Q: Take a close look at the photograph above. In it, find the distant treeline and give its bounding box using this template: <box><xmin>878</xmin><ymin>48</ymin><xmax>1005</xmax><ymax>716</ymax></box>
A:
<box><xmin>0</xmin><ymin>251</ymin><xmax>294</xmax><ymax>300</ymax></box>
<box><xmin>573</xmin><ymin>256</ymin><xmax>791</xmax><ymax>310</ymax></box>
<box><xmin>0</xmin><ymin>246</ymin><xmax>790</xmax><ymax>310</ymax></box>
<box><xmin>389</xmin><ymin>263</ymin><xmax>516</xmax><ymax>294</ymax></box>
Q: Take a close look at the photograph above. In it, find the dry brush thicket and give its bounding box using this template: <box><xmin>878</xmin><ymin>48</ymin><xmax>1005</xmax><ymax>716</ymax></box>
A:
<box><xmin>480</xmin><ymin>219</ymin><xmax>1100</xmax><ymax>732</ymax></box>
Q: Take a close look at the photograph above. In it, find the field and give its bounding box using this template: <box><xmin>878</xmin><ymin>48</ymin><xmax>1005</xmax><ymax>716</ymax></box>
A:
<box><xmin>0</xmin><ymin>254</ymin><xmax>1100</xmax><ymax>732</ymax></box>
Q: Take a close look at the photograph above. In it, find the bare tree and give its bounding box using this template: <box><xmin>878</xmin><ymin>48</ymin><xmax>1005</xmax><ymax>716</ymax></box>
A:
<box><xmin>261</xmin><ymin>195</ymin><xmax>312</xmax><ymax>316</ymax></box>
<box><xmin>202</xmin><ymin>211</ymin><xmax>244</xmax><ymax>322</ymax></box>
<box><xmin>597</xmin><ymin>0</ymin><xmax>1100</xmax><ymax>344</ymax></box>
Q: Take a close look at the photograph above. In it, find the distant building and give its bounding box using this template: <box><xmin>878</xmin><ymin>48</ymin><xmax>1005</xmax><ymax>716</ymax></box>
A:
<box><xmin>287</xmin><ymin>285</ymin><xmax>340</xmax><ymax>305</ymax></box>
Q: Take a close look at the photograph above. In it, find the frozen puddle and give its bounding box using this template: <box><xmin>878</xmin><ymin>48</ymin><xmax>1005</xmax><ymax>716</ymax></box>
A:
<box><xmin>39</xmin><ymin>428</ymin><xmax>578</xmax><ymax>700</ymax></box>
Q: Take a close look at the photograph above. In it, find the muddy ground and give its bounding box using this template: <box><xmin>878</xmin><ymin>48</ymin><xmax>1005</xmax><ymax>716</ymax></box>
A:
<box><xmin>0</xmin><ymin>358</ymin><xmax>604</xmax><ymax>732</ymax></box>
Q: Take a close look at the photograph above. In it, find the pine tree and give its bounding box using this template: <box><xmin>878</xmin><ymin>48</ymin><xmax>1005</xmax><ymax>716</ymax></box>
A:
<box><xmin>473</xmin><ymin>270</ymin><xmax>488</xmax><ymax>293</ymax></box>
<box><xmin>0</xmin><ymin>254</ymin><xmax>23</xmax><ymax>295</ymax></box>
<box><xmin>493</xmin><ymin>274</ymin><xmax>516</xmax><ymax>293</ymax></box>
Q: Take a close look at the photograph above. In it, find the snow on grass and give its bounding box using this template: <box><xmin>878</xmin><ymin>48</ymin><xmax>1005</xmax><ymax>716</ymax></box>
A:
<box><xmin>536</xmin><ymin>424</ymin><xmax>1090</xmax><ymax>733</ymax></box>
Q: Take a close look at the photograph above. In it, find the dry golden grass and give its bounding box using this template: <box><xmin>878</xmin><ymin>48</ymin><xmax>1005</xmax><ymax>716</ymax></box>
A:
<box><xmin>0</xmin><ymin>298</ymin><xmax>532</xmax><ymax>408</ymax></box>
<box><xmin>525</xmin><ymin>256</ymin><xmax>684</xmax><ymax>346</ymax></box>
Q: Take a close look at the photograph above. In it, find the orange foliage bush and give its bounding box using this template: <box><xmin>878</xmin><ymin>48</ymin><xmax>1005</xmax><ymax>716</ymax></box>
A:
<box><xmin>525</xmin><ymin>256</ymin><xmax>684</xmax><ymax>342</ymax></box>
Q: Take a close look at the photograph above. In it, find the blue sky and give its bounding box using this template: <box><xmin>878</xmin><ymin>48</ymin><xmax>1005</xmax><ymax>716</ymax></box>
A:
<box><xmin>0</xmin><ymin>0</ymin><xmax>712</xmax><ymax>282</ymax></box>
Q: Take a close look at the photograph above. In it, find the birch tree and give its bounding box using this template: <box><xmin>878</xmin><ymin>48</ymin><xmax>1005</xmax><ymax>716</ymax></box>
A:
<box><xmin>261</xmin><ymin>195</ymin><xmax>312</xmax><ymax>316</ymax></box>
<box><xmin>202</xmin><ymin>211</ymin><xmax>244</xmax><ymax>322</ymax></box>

* * *

> **Required work**: Select every line of the lines above that contains the string "blue", and copy each one. Case counts.

> **Solution for this task**:
Q: Take a close look at the photograph above. In it, find the blue sky and give its bounding box using this template: <box><xmin>878</xmin><ymin>48</ymin><xmax>1005</xmax><ymax>716</ymax></box>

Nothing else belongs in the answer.